▼
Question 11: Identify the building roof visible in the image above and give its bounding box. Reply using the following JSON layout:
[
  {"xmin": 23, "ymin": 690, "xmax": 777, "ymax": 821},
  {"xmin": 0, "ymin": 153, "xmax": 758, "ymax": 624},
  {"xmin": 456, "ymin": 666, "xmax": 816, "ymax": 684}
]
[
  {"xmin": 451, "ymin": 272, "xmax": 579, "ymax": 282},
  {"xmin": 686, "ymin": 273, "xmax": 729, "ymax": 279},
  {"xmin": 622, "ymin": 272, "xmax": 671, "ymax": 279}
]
▲
- **What to work on**: Restate every record verbatim.

- **Response below**:
Question 11: Identify the building roof visible in the image above and give its bounding box. Reply using the following JSON layout:
[
  {"xmin": 23, "ymin": 690, "xmax": 777, "ymax": 821},
  {"xmin": 0, "ymin": 153, "xmax": 758, "ymax": 624},
  {"xmin": 456, "ymin": 666, "xmax": 816, "ymax": 684}
]
[
  {"xmin": 451, "ymin": 272, "xmax": 579, "ymax": 282},
  {"xmin": 686, "ymin": 273, "xmax": 729, "ymax": 279},
  {"xmin": 622, "ymin": 272, "xmax": 671, "ymax": 279}
]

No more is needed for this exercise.